Instructions for the task => Please extract every line of the listing below word for word, omitting the pictures.

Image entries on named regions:
((
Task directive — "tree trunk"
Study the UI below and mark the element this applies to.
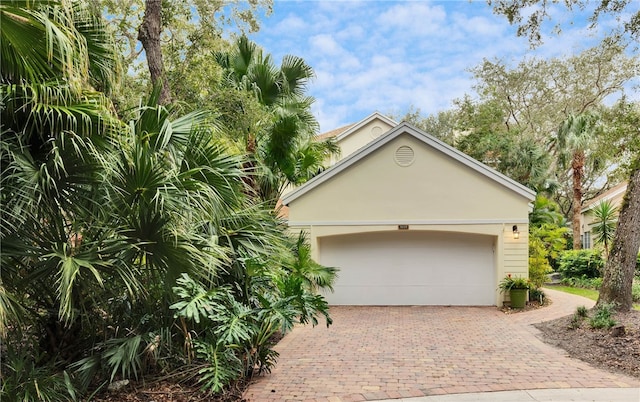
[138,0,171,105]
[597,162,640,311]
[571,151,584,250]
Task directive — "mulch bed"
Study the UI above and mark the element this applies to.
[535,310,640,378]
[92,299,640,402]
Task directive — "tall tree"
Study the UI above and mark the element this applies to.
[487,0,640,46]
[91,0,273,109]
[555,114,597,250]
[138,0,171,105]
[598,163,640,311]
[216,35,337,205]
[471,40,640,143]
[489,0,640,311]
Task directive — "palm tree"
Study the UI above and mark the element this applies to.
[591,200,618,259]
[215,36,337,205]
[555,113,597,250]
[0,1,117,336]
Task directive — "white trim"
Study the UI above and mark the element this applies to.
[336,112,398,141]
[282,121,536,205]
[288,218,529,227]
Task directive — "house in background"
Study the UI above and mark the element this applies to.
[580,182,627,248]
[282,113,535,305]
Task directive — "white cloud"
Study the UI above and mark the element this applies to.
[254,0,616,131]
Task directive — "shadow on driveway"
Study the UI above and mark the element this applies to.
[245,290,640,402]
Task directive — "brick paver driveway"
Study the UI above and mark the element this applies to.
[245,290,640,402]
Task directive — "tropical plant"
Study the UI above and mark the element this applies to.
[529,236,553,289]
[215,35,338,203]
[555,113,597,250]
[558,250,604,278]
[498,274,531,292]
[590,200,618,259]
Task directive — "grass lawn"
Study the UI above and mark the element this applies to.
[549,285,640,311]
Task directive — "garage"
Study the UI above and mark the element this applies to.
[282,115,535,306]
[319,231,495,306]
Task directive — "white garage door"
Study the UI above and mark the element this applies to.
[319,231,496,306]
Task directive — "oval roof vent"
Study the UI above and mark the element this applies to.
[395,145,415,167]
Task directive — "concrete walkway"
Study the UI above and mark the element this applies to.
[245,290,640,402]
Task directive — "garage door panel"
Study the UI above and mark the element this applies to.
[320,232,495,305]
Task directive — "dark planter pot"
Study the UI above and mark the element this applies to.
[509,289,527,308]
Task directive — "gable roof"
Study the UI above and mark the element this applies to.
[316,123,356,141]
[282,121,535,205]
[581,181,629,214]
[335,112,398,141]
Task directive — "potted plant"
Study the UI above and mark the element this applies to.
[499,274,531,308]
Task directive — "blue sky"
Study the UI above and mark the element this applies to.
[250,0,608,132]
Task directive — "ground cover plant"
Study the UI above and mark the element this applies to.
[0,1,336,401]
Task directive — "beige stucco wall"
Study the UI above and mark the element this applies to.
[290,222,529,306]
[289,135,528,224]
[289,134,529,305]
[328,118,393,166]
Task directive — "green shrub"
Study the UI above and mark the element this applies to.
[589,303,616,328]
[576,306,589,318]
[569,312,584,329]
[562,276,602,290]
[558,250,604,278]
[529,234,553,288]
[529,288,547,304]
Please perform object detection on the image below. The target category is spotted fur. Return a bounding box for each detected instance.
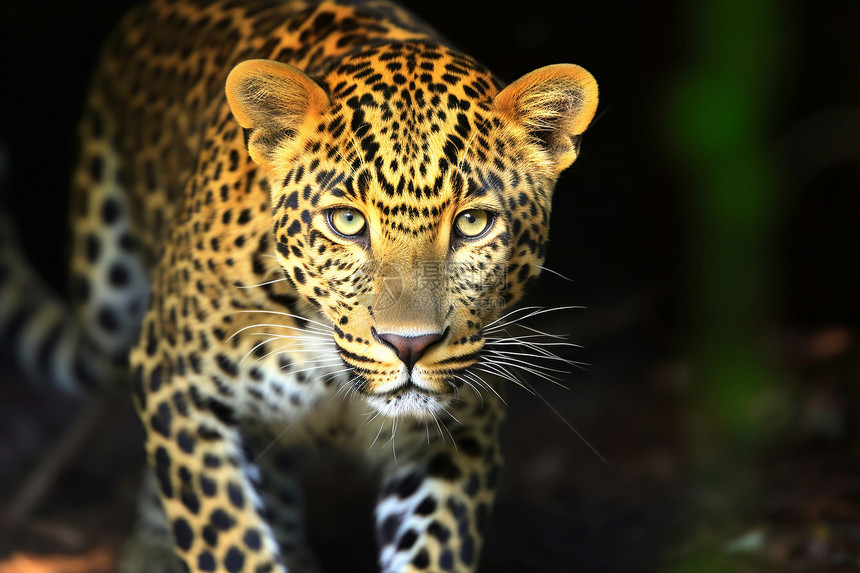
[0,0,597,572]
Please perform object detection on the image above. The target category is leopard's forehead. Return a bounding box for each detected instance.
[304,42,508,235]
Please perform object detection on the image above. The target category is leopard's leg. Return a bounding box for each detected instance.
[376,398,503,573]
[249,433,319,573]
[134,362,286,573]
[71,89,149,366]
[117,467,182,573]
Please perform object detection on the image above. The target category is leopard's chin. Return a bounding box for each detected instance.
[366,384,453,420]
))
In response =>
Task directive — "tree trunk"
Study the UI below and mark the element this applies to.
[138,0,171,105]
[597,162,640,311]
[571,151,584,250]
Task directive — "mulch bed"
Study the UI above and mark the element this applies to.
[535,310,640,378]
[92,299,640,402]
Task directive — "tall tree"
Study the UI above and mark the element this applies to.
[487,0,640,46]
[91,0,273,109]
[555,114,597,250]
[138,0,171,105]
[598,163,640,311]
[216,35,337,205]
[471,40,640,143]
[489,0,640,311]
Task directive — "palm tree"
Study the UI above and mark the element this applies to.
[591,200,618,259]
[215,36,337,205]
[555,113,597,250]
[0,1,117,336]
Task directive — "white trim"
Study the UI above and mark the element this applies to.
[336,112,398,141]
[282,121,536,205]
[288,218,529,227]
Task directive — "house in background"
Study the UI above and mark the element this applies to.
[580,182,627,248]
[282,113,535,305]
Task directive — "white cloud"
Study the UI above and mark the element this applies to.
[254,0,616,131]
Task directive — "shadow on driveway"
Study the UI above and mark the element this applies to.
[245,290,640,402]
Task directive — "brick paver driveway"
Study the UI above and mark the element this applies to.
[245,290,640,402]
Task directive — "tropical plant"
Study the UI above and mark the element this applies to.
[529,236,553,289]
[215,35,338,203]
[555,113,597,250]
[558,250,604,278]
[498,274,531,292]
[590,200,618,259]
Task directive — "grass lawn"
Study the UI above and mark the element this applies to.
[549,285,640,311]
Task directive — "garage"
Study the UI above and mark the element this applies to.
[282,115,535,306]
[319,231,495,306]
Task directive — "white garage door"
Study the UI above and mark the element this applies to.
[319,231,496,306]
Task directive — "oval roof vent"
Study the UI above and mark the element this applies to.
[395,145,415,167]
Task directive — "concrete walkway"
Study the UI above and mark the element this applies to.
[245,290,640,402]
Task directive — "garage door panel"
Study the UI above and mark the element this applies to.
[320,232,495,305]
Task directive — "dark planter pot"
Study the UI above and mark the element this applies to.
[509,289,527,308]
Task directive — "gable roof"
Study the UI above and mark the element this applies to.
[316,123,356,141]
[282,121,535,205]
[581,181,629,214]
[335,112,398,141]
Task directive — "potted plant"
Study the UI above and mark the element this applies to.
[499,274,531,308]
Task directive — "blue sky"
Study the UI above and mark the element this applies to.
[250,0,608,132]
Task directive — "ground cover plant"
Study the UI above and mark the element this applies to.
[0,1,336,401]
Task directive — "beige stucco wall"
Study the UI above and mark the element this applies to.
[290,222,529,306]
[289,135,528,224]
[289,134,529,305]
[328,118,393,166]
Task directive — "green shrub"
Study the UI above and mark the element this applies to.
[589,303,616,328]
[576,306,589,318]
[569,312,584,329]
[562,276,602,290]
[558,250,604,278]
[529,234,553,288]
[529,288,547,304]
Please perform object detection on the image below. The target category is spotted fur. Return a bounding box for each detected instance.
[0,0,597,572]
Please perform object detection on the image above. The target category is leopard's forehead. Return a bounding box for each detected instance.
[304,42,508,235]
Please perform object detection on the image above. The target category is leopard's leg. Return a bounding box for each detected instance.
[376,398,503,573]
[249,433,319,573]
[134,362,286,573]
[71,89,149,366]
[117,467,182,573]
Please perform object detection on the image above. The target category is leopard's chin. Return a bounding box for each detected instance.
[366,384,453,420]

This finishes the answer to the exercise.